Gather every line in the data below that contains the string "vest". Case counts.

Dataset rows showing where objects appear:
• • • •
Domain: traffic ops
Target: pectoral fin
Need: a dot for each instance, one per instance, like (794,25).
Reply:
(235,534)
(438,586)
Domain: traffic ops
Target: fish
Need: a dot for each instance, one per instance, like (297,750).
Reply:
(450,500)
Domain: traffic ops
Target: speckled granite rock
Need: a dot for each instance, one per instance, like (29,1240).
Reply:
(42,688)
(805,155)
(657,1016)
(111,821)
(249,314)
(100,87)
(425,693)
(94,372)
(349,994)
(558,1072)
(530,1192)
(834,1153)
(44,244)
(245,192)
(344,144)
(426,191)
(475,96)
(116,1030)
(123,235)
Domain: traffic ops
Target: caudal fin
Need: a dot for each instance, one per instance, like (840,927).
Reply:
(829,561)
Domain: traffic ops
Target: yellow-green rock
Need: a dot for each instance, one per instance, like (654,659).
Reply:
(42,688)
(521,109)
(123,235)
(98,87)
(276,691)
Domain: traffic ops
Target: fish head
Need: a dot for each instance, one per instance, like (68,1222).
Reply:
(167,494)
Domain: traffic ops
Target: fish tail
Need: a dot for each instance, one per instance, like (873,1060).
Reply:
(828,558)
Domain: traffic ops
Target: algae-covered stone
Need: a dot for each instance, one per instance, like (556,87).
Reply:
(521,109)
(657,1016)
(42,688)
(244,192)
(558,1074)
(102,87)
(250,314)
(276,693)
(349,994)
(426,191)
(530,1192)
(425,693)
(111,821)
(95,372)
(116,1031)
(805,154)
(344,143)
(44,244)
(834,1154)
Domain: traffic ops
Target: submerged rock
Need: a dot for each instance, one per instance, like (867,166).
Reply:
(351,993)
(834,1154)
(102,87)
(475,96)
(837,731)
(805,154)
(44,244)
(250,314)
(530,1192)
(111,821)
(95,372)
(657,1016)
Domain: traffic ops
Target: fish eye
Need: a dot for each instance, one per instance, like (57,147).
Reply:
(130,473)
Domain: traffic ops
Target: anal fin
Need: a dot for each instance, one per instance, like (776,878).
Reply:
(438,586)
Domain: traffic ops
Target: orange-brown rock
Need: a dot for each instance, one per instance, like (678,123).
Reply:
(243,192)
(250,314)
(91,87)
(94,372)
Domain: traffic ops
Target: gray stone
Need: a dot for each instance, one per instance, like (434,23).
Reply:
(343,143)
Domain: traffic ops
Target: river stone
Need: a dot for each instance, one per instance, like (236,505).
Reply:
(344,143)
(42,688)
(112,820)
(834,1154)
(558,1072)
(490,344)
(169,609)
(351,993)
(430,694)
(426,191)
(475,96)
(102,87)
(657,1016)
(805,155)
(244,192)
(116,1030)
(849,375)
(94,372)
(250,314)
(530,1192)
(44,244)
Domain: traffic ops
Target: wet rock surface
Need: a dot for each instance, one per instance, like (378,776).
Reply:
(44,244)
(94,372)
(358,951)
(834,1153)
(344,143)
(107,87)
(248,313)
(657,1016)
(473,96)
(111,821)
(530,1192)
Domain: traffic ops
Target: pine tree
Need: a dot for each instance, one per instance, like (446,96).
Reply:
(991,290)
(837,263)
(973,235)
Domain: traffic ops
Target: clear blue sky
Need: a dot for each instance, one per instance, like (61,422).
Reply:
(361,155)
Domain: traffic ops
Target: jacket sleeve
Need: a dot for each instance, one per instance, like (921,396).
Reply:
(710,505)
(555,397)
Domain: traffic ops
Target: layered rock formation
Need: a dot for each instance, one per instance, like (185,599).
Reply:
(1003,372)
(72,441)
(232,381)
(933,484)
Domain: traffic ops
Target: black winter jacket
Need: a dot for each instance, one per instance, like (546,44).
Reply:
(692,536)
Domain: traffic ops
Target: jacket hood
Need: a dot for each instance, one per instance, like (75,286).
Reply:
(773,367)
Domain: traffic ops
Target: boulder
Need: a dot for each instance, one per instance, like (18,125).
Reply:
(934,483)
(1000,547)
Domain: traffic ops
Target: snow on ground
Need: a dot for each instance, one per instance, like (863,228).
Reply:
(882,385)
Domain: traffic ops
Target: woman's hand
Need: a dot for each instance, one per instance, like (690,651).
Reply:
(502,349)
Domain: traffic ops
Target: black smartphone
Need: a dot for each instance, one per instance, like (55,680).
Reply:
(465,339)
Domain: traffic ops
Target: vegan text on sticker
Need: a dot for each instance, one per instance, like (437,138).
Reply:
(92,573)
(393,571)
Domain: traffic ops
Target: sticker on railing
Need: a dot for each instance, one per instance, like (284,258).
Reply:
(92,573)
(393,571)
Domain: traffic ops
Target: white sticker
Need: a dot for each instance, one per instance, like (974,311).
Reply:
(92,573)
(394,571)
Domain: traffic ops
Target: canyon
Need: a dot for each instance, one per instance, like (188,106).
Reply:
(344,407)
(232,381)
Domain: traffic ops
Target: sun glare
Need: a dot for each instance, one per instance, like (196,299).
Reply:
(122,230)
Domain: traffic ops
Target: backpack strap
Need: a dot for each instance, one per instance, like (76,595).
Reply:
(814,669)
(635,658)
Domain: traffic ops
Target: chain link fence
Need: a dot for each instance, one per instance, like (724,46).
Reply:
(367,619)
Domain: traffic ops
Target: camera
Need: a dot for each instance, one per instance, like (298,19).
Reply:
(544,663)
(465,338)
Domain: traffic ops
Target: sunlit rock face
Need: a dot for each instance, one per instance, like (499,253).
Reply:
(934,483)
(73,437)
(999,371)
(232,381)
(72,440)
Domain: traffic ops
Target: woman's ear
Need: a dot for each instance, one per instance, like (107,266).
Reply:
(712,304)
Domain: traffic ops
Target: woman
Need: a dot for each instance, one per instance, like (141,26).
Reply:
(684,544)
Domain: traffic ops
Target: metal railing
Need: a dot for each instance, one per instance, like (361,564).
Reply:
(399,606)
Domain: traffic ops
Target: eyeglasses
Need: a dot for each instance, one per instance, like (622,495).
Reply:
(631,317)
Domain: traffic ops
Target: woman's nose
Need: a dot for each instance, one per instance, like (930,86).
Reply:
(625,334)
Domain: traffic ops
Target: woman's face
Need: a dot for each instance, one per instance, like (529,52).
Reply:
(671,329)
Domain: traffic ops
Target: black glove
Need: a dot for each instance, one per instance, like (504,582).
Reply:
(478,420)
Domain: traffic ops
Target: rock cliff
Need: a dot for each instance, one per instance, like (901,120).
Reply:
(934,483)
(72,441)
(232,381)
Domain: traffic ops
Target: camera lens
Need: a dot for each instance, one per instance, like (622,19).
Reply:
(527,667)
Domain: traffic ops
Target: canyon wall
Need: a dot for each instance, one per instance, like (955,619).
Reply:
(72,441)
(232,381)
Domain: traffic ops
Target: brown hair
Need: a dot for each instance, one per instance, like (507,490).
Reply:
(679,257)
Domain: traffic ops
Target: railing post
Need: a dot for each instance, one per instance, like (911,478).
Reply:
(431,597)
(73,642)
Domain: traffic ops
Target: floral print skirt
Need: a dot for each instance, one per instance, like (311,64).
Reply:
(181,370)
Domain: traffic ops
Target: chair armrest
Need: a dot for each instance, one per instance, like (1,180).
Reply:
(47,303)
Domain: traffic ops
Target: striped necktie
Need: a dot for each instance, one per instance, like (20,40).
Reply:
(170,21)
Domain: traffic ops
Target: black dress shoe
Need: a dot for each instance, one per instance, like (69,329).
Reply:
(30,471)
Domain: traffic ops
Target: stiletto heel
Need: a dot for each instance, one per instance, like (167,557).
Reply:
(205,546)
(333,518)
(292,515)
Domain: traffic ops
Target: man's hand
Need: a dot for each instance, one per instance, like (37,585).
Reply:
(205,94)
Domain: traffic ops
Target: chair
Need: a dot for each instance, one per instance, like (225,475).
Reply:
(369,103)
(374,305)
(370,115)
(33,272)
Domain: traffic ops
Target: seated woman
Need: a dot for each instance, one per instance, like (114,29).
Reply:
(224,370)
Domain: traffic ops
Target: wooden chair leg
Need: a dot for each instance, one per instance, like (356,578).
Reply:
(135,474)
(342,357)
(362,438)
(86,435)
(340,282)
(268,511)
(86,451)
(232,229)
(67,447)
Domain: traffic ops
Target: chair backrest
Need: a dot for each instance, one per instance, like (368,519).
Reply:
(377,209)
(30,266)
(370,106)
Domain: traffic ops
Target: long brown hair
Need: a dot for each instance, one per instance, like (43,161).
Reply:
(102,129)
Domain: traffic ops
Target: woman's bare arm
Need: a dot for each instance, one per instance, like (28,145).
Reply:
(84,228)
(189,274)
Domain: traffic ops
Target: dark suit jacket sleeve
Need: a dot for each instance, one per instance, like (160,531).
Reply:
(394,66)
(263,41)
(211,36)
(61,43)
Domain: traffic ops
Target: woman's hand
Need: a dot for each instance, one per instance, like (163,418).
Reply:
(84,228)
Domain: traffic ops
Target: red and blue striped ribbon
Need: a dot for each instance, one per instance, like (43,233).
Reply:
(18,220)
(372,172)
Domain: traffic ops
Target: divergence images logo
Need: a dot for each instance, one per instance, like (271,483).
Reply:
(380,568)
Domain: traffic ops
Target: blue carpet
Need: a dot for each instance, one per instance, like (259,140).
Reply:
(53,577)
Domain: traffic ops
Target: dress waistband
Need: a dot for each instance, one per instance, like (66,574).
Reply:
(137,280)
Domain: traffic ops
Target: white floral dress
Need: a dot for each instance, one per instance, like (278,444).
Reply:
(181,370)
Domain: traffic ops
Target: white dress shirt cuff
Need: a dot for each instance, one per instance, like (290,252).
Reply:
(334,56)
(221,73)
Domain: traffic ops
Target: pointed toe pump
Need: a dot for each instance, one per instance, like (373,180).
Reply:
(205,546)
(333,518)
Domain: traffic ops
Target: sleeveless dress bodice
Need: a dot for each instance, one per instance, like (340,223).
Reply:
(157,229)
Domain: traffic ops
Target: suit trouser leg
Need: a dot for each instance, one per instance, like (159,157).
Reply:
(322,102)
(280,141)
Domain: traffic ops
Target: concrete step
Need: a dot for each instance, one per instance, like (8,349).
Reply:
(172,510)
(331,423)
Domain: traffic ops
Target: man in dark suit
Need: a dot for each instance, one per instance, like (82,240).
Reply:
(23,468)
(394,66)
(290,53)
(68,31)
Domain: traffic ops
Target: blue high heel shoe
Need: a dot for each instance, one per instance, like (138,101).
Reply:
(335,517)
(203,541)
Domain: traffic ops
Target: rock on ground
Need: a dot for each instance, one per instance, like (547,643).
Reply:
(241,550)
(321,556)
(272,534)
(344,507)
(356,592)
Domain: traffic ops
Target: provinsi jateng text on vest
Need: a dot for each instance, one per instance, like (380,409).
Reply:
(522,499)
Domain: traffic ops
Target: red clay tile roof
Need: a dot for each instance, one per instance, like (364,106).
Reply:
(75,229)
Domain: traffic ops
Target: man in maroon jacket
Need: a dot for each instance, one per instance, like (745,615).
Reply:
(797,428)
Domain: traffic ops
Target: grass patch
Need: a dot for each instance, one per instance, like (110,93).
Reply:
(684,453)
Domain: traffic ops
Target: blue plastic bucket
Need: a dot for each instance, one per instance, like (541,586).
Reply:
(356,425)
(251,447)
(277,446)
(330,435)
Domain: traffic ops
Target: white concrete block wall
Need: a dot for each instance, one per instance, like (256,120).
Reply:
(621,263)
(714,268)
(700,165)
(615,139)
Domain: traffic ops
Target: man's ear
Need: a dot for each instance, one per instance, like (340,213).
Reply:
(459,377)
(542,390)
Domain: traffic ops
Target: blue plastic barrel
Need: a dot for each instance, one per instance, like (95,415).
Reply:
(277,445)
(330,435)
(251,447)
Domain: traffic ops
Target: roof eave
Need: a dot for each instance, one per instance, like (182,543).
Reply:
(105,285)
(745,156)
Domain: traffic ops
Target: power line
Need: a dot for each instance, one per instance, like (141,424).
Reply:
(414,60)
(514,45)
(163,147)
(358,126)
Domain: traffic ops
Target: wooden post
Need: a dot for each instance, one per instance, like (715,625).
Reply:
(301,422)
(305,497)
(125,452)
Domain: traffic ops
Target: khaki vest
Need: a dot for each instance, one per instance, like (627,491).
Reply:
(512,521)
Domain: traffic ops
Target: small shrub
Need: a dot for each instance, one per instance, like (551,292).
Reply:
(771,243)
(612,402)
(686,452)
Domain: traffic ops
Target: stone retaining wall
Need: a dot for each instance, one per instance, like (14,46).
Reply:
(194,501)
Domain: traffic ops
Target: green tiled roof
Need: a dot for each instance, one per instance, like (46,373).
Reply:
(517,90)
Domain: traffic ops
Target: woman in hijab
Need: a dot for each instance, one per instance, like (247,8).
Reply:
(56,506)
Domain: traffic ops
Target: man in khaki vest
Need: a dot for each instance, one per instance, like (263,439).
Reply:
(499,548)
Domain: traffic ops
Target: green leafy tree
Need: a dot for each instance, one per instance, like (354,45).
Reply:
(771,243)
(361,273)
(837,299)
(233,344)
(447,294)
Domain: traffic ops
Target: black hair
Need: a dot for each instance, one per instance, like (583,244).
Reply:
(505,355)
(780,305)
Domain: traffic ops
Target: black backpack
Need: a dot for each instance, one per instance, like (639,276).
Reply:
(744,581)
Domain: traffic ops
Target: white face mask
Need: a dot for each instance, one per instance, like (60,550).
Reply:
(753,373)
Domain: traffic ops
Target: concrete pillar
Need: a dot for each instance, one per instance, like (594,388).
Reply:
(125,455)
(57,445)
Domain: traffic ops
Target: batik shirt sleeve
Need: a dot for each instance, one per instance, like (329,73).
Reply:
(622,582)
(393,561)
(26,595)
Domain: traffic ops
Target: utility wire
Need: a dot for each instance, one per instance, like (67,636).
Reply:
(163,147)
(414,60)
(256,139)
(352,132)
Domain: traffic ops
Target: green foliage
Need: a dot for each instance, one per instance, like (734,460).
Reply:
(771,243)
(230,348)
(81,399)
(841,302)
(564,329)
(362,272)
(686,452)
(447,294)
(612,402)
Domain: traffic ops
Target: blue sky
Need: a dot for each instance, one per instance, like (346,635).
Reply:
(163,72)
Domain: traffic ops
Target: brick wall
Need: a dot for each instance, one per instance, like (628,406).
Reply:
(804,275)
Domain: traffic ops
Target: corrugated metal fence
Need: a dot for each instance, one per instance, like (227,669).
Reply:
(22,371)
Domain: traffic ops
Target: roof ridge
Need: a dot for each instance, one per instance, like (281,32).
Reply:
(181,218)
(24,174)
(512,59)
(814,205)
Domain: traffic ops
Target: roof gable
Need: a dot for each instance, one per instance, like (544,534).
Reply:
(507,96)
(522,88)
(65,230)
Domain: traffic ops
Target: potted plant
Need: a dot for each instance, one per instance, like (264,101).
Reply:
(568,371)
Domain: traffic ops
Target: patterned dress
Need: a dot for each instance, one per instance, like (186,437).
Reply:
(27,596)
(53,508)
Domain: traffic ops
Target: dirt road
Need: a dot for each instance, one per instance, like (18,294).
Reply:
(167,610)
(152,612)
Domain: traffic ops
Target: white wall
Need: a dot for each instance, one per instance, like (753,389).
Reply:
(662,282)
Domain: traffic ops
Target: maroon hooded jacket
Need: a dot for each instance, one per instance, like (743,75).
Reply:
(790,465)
• • • •
- FULL ANSWER -
Target: provinsi jateng text on vest
Target: khaki vest
Target: man in khaki vest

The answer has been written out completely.